[Do this]: Starting at the line containing "Where in the screenshot above does the mountain" and ending with the line containing "[18,322,182,1148]", reproduce the data below with every instance of "screenshot" changed to "photograph" and all else left as it stands. Leave the pictures out of the reproduction.

[Entries supplied]:
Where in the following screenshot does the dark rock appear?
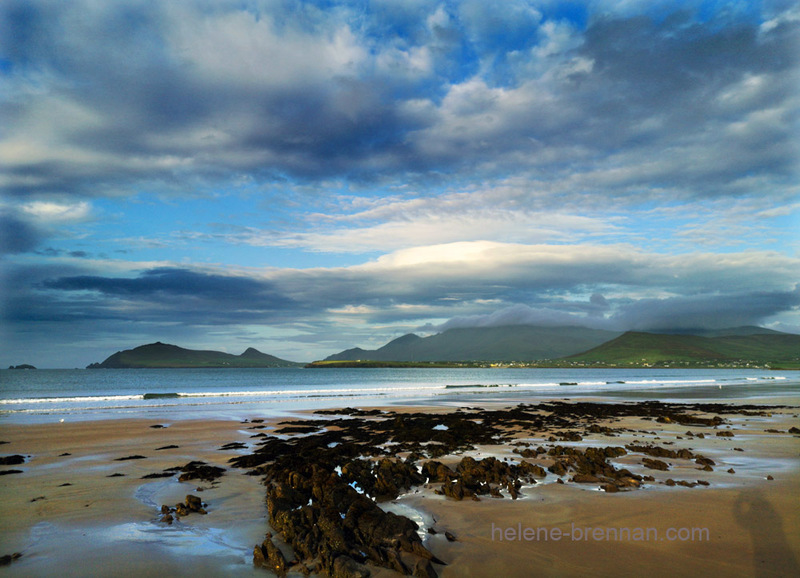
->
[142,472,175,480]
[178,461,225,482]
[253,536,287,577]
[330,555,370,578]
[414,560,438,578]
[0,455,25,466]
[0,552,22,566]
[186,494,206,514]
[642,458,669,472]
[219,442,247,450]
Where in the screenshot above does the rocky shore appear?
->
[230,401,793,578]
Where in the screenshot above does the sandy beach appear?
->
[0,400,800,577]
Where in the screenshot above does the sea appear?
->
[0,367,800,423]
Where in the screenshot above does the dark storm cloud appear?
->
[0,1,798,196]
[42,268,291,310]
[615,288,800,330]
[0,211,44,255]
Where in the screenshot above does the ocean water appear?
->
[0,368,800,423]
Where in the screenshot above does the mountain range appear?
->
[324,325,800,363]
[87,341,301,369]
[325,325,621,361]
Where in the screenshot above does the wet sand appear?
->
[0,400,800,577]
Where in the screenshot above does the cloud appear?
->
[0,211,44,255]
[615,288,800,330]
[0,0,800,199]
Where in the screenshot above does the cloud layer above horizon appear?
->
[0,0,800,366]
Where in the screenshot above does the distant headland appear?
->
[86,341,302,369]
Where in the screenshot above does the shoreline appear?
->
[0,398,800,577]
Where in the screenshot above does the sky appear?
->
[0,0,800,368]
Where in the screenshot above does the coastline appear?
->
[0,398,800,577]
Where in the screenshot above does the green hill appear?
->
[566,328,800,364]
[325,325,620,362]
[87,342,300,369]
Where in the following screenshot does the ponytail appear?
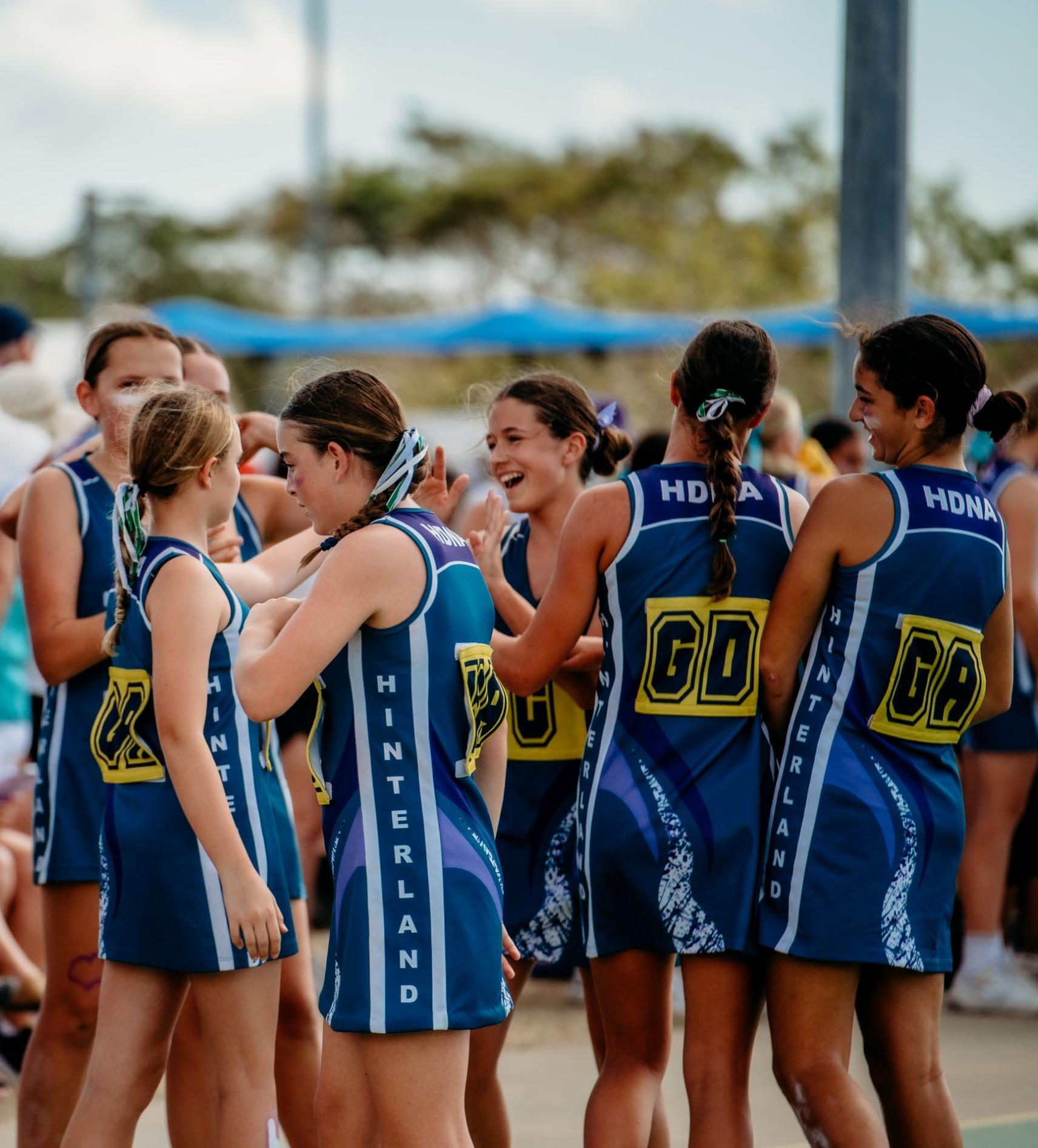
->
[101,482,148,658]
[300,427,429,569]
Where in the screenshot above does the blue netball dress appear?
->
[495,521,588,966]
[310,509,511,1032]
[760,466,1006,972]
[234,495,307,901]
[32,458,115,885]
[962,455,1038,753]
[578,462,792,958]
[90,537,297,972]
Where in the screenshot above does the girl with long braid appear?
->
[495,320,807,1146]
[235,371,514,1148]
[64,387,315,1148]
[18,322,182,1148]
---
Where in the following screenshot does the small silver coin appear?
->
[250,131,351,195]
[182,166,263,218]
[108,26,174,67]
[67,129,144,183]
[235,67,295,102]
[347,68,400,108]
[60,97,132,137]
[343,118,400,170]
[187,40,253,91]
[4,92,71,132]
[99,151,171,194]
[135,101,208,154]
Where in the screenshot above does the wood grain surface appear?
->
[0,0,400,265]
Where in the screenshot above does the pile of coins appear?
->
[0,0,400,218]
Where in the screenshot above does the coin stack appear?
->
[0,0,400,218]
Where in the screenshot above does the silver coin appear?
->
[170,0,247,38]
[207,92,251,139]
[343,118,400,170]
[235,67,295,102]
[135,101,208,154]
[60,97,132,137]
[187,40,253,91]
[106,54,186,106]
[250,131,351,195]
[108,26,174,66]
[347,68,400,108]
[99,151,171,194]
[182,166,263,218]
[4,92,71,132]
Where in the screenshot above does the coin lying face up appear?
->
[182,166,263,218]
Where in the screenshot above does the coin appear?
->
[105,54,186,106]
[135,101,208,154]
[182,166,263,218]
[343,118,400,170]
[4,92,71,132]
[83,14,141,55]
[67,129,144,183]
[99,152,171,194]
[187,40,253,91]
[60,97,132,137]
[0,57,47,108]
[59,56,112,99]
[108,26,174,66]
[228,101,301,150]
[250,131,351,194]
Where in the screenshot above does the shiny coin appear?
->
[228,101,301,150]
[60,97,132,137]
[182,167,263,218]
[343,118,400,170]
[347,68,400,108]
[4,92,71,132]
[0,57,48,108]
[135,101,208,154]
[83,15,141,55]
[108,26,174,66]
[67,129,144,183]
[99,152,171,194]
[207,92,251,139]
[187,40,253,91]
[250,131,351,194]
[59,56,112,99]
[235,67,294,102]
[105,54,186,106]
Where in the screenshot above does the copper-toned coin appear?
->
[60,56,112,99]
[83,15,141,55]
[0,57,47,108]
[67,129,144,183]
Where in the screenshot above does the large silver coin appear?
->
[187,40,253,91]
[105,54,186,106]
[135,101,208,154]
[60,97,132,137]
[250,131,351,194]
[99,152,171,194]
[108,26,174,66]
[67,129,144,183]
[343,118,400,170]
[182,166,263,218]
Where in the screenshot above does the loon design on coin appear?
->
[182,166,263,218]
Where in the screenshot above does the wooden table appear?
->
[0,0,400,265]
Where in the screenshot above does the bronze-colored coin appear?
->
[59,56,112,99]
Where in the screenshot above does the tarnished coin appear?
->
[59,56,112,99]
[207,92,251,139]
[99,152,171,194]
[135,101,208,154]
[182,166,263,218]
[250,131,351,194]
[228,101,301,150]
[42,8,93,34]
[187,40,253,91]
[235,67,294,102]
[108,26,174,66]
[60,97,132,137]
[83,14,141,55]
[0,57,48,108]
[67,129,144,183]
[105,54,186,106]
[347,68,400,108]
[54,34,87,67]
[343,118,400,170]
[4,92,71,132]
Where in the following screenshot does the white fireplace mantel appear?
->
...
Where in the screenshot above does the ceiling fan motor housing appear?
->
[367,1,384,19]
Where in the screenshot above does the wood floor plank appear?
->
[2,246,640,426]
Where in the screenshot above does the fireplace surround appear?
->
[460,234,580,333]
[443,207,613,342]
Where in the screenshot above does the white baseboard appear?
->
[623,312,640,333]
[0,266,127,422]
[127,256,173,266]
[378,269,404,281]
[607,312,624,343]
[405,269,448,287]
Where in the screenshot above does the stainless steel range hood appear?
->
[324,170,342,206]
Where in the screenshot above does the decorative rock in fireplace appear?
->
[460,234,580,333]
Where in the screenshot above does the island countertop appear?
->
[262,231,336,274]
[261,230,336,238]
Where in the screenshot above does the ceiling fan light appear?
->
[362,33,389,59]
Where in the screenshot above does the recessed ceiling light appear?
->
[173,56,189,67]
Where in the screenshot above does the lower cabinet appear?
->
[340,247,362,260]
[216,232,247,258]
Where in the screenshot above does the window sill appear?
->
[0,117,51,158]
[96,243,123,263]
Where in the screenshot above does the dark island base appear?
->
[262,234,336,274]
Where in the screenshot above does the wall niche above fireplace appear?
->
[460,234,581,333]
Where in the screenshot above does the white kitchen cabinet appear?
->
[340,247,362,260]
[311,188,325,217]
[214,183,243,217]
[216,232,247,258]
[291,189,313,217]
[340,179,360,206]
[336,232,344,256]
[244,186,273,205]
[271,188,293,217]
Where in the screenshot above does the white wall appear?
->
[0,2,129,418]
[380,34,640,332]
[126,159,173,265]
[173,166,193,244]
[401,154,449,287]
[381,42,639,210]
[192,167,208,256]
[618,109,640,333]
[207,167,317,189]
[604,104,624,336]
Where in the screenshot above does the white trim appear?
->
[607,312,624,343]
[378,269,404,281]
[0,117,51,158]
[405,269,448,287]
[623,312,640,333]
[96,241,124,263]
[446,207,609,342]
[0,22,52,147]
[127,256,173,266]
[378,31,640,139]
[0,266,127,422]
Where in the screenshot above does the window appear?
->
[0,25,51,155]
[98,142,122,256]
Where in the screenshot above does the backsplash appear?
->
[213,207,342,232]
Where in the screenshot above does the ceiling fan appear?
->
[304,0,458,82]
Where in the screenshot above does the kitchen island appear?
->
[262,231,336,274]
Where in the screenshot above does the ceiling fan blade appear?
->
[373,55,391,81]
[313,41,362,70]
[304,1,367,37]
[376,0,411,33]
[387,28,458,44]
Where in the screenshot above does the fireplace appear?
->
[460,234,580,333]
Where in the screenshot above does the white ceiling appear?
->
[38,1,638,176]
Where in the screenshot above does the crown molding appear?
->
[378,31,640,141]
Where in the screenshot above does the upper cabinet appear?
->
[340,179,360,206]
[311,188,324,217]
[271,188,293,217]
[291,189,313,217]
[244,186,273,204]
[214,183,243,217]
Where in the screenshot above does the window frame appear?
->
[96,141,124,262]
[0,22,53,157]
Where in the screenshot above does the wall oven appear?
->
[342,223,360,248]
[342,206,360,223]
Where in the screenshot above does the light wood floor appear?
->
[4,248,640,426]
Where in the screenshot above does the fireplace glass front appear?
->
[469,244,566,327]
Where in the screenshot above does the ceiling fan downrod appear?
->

[Task answer]:
Where in the photograph above does the mountain range appear?
->
[324,325,800,363]
[87,341,301,369]
[325,325,621,361]
Where in the photograph above does the wet sand appear?
->
[0,400,800,577]
Where in the photograph above does the cloud appear?
->
[0,211,44,255]
[615,288,800,330]
[0,0,800,199]
Where in the photograph above does the cloud layer above horizon appear?
->
[0,0,800,366]
Where in the photograph above does the distant headland appear?
->
[86,341,302,369]
Where in the photograph above does the shoreline appear?
->
[0,398,800,577]
Where in the photograph above does the sky appear?
->
[0,0,800,368]
Where in the photograph above does the coastline appear?
->
[0,398,800,577]
Where in the photograph above does the green hill appear?
->
[566,328,800,364]
[325,325,620,362]
[87,342,300,369]
Where in the following photograph does the ponytail appear?
->
[101,482,148,658]
[300,427,429,569]
Where in the photograph above does the blue netball dress appear?
->
[495,521,588,966]
[310,509,511,1032]
[760,466,1006,972]
[234,495,307,901]
[32,458,115,885]
[962,455,1038,753]
[578,462,792,958]
[90,537,297,972]
Where in the photograph above does the girl with long braid appear?
->
[495,320,807,1146]
[235,371,514,1148]
[64,387,315,1148]
[18,322,182,1148]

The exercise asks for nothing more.